[start Records provided]
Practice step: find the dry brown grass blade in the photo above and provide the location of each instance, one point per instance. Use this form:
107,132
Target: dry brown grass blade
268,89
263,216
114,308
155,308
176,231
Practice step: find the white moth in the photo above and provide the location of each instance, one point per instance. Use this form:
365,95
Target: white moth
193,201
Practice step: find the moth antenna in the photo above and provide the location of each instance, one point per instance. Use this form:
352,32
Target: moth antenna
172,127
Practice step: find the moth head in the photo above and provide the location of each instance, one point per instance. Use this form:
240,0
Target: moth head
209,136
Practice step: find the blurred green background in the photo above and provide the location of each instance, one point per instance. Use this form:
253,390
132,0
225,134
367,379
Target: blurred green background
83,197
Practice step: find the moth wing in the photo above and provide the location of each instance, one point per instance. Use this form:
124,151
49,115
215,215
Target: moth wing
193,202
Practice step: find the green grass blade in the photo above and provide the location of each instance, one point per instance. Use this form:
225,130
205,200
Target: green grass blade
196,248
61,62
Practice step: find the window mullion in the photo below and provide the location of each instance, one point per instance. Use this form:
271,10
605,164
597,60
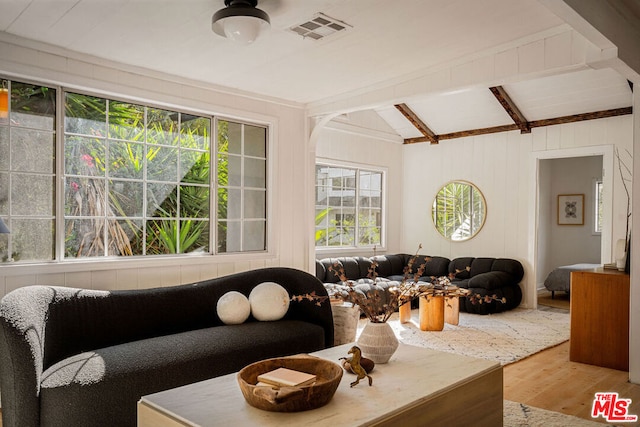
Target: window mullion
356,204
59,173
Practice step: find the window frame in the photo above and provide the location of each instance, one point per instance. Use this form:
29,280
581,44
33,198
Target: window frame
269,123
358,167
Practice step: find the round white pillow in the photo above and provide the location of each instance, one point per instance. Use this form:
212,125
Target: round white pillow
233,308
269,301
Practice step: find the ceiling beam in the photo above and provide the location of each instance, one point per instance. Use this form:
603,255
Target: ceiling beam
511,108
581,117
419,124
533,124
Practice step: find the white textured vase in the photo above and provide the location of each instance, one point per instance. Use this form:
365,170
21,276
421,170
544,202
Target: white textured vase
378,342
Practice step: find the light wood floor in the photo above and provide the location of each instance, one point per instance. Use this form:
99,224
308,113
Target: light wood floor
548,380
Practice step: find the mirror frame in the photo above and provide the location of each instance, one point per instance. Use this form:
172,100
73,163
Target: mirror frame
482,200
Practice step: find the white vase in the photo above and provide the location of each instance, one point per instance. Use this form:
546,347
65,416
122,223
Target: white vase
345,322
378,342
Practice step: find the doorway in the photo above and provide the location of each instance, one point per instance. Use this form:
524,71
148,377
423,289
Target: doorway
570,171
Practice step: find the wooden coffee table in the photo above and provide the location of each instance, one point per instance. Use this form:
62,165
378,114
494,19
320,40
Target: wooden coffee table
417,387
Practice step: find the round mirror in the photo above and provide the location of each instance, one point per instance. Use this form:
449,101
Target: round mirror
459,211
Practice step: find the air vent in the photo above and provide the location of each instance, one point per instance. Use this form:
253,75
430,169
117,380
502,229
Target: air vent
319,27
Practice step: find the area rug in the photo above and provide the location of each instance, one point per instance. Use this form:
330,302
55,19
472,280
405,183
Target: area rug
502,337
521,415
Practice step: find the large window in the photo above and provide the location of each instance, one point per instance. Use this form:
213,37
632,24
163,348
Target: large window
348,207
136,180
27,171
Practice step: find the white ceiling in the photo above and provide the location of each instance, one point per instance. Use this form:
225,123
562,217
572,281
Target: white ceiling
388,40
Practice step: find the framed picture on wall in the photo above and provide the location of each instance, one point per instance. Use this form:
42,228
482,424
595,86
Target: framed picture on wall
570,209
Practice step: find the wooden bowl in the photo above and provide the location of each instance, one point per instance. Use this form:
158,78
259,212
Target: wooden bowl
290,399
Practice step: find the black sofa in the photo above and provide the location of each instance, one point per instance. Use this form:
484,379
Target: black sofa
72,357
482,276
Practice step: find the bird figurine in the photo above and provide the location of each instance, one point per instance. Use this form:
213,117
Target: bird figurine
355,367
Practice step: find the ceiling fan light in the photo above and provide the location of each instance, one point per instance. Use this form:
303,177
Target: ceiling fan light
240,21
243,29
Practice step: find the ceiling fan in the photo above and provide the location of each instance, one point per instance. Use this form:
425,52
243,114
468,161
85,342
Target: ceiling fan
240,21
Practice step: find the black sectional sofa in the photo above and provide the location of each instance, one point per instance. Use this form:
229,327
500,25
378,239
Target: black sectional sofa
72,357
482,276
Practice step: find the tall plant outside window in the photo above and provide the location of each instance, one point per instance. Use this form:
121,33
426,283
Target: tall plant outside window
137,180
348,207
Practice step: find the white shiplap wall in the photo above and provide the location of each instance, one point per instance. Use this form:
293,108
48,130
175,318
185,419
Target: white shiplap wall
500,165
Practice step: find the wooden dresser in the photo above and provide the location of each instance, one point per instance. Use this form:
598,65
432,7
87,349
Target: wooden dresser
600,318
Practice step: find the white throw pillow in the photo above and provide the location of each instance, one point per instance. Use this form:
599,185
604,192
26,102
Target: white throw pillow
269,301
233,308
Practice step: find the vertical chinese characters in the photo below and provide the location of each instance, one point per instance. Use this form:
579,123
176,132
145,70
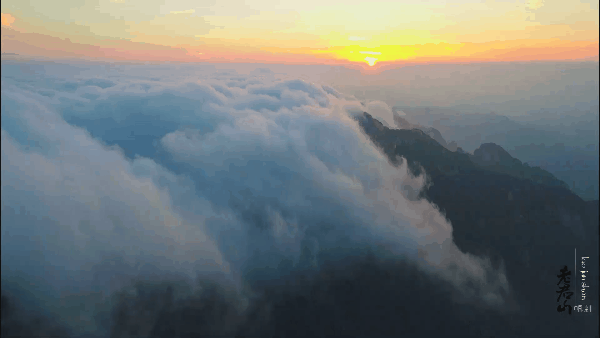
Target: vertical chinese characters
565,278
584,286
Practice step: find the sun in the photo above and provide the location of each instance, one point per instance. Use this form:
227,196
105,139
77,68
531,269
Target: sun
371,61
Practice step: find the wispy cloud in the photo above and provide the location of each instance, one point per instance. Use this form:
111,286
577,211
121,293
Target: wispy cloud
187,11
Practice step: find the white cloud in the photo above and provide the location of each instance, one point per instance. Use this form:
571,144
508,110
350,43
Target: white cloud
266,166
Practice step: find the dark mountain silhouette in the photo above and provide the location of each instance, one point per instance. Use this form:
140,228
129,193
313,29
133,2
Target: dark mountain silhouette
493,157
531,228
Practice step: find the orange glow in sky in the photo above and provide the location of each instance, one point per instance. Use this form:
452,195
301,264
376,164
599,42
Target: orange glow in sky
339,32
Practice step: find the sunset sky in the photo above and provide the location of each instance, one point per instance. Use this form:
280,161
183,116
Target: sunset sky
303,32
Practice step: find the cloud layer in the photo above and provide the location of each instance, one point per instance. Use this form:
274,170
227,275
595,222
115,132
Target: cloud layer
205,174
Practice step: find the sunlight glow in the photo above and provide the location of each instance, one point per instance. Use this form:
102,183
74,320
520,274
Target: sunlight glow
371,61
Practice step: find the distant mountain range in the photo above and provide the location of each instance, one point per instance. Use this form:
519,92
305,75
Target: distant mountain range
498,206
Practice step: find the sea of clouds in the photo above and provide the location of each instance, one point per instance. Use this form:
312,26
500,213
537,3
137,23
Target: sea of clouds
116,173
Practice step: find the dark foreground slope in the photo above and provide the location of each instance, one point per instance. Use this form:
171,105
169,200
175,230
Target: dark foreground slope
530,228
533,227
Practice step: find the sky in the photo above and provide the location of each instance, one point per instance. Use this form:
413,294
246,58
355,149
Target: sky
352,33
[end Records provided]
[start Records provided]
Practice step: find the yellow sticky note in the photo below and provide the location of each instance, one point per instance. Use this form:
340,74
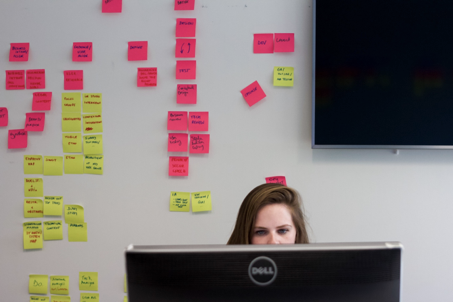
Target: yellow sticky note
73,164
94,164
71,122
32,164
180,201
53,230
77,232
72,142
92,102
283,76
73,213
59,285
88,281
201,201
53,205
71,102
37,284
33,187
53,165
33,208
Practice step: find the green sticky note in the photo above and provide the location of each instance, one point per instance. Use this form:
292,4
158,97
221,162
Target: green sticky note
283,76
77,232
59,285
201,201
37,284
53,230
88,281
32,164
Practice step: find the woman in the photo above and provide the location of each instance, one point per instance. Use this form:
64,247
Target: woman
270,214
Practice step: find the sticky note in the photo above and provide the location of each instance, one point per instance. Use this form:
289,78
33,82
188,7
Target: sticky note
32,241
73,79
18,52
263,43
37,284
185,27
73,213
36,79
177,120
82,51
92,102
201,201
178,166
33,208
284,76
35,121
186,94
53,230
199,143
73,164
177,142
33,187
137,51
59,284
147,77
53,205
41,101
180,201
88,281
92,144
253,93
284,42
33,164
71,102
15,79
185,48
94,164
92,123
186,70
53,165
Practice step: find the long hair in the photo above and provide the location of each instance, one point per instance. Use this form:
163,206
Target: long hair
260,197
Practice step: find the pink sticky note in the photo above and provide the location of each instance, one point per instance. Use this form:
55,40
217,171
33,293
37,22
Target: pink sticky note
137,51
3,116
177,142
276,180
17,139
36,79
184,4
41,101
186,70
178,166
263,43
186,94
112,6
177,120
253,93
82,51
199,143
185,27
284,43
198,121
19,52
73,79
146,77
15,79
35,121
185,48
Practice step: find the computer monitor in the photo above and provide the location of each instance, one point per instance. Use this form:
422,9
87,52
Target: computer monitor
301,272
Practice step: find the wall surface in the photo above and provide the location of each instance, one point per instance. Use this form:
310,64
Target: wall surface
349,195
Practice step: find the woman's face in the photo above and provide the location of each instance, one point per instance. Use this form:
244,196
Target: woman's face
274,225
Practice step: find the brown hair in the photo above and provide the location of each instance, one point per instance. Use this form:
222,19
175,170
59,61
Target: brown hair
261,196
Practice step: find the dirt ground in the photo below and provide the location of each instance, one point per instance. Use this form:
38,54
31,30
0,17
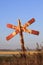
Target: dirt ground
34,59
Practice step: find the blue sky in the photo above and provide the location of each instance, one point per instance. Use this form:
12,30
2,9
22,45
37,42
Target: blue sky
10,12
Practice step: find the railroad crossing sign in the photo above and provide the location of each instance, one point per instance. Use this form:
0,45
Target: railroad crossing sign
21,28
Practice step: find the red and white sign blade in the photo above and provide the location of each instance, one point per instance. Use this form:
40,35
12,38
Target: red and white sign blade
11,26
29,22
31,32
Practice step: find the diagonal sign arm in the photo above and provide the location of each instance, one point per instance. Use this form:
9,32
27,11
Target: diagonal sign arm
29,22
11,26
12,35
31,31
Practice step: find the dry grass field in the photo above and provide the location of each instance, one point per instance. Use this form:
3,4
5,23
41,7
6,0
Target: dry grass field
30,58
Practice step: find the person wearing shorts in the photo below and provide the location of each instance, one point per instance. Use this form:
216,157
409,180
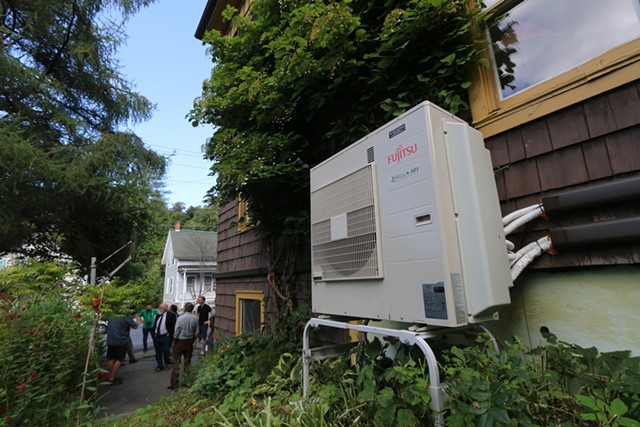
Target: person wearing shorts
[end Records provided]
What the task requires >> Please convert the stretch of the listing from the line containing "Practice step: find the red" through the line containing "Target: person wearing shorts" into a Markdown table with the columns Row and Listing line, skipping blank lines and leaving out the pictures.

Output for this exercise >>
| Row | Listing line |
|---|---|
| 1 | Practice step: find the red and white sign blade in the photo above and provide the location of each instance, one point per instance. Use this form: |
| 2 | 40,35 |
| 3 | 12,38 |
| 4 | Target: red and white sign blade |
| 5 | 11,26 |
| 6 | 29,22 |
| 7 | 31,32 |
| 8 | Practice step: find the diagonal sign arm in the photo above and provide the location of each instance, one point per instance. Use this form: |
| 9 | 9,32 |
| 10 | 27,11 |
| 11 | Target: diagonal sign arm |
| 12 | 29,22 |
| 13 | 11,26 |
| 14 | 12,35 |
| 15 | 31,31 |
| 16 | Practice step: find the dry grass field in the photo above and provide the location of each instance, one point per instance. Use this form: |
| 17 | 3,4 |
| 18 | 5,23 |
| 19 | 41,7 |
| 20 | 6,0 |
| 21 | Target: dry grass field |
| 22 | 30,58 |
| 23 | Practice step: find the person wearing shorts in the photo below and provide the location of each instance, one point per instance. Use this form: |
| 24 | 216,157 |
| 25 | 409,180 |
| 26 | Target: person wearing shorts |